* **WORK REQUEST**:
Restate the material verbatim, every line included.

------ RECORDS SHOWN ------

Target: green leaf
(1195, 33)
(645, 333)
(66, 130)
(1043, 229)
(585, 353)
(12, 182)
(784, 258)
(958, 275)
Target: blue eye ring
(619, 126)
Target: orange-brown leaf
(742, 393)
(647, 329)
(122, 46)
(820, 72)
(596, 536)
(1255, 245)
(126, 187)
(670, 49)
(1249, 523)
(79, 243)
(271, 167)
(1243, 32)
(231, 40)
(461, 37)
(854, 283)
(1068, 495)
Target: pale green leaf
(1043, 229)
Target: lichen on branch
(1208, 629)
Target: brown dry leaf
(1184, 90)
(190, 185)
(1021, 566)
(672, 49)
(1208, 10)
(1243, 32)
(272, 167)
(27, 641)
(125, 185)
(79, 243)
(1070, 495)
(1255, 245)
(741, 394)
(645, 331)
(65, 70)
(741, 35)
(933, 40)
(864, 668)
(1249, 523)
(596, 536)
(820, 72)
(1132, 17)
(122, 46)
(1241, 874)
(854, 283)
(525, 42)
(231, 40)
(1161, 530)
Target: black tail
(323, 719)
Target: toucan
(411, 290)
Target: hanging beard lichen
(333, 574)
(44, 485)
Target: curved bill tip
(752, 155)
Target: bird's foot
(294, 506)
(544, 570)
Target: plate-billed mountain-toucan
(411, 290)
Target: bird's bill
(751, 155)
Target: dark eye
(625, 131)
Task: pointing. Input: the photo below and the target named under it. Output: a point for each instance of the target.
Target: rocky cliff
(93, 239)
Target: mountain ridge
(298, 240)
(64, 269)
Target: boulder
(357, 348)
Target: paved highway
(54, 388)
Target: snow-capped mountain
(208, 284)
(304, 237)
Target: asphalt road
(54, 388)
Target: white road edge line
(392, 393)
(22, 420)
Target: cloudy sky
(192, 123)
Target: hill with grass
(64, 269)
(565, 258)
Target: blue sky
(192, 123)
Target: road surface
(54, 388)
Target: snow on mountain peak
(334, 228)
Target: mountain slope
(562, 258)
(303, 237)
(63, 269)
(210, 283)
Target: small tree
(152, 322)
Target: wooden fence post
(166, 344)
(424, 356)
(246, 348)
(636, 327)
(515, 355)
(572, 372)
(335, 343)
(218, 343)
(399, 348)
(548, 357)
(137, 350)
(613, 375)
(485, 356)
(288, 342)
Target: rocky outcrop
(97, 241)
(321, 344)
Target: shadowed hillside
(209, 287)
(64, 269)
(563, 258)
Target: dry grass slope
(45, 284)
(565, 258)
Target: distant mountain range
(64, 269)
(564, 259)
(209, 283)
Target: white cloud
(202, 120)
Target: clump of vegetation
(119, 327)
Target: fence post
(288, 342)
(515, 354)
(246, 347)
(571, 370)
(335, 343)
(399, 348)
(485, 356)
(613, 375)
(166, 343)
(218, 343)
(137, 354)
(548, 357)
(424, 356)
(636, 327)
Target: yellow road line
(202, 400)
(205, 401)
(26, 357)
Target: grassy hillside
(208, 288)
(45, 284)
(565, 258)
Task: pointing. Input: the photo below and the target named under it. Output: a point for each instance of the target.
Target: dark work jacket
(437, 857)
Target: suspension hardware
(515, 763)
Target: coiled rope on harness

------

* **OUTPUT FOR THIS EXERCISE**:
Target: green leaf
(1195, 33)
(645, 333)
(66, 130)
(1043, 229)
(585, 353)
(12, 182)
(784, 258)
(958, 275)
Target: blue eye ring
(619, 126)
Target: orange-brown leaf
(742, 393)
(647, 329)
(122, 46)
(820, 72)
(596, 536)
(1255, 245)
(126, 187)
(670, 49)
(1249, 523)
(79, 243)
(271, 167)
(1243, 32)
(231, 40)
(461, 37)
(854, 283)
(1068, 495)
Target: pale green leaf
(1043, 229)
Target: lichen on branch
(1208, 629)
Target: brown dry leaf
(1184, 90)
(190, 185)
(1021, 566)
(672, 49)
(1208, 10)
(1243, 32)
(272, 167)
(27, 641)
(125, 185)
(79, 243)
(1070, 495)
(1255, 245)
(741, 394)
(645, 331)
(65, 70)
(741, 35)
(933, 40)
(864, 668)
(1249, 523)
(596, 536)
(820, 72)
(1132, 17)
(122, 46)
(1241, 874)
(854, 283)
(525, 42)
(231, 40)
(1161, 530)
Target: black tail
(323, 719)
Target: toucan
(411, 290)
Target: hanging beard lichen
(333, 574)
(44, 485)
Target: curved bill tip
(752, 155)
Target: bird's foot
(294, 506)
(544, 570)
Target: plate-billed mountain-toucan
(411, 290)
Target: bird's bill
(751, 155)
Target: dark eye
(625, 131)
Task: pointing. Input: the photo below and the target named under it. Output: a point for each instance of the target.
Target: rocky cliff
(93, 239)
Target: mountain ridge
(298, 240)
(64, 269)
Target: boulder
(357, 348)
Target: paved highway
(54, 388)
Target: snow-capped mountain
(208, 284)
(304, 237)
Target: asphalt road
(54, 388)
Target: white road edge line
(392, 393)
(22, 420)
Target: cloudy sky
(192, 123)
Target: hill with grass
(64, 269)
(565, 258)
Target: blue sky
(192, 123)
Target: road surface
(54, 388)
Target: snow on mountain peak
(334, 228)
Target: mountain slope
(562, 258)
(303, 237)
(63, 269)
(210, 283)
Target: small tree
(152, 322)
Target: wooden fence post
(166, 344)
(424, 356)
(246, 348)
(636, 327)
(515, 355)
(572, 372)
(335, 343)
(218, 343)
(399, 348)
(548, 357)
(137, 350)
(613, 375)
(485, 356)
(288, 342)
Target: rocky outcrop
(97, 241)
(321, 344)
Target: shadowed hillside
(209, 287)
(64, 269)
(563, 258)
Target: dry grass slope
(45, 284)
(565, 258)
Target: distant mountain range
(64, 269)
(564, 259)
(209, 283)
Target: white cloud
(202, 120)
Target: clump of vegetation
(119, 327)
Target: fence post
(288, 342)
(515, 354)
(246, 347)
(571, 370)
(335, 343)
(399, 348)
(485, 356)
(613, 375)
(166, 343)
(218, 343)
(137, 354)
(548, 357)
(424, 356)
(636, 327)
Target: yellow road line
(202, 400)
(205, 401)
(26, 357)
Target: grassy hillside
(208, 288)
(45, 284)
(565, 258)
Task: pointing. Input: the photo below and the target named under it. Output: a point for each instance of the target.
Target: dark work jacket
(437, 857)
Target: suspension hardware
(515, 763)
Target: coiled rope on harness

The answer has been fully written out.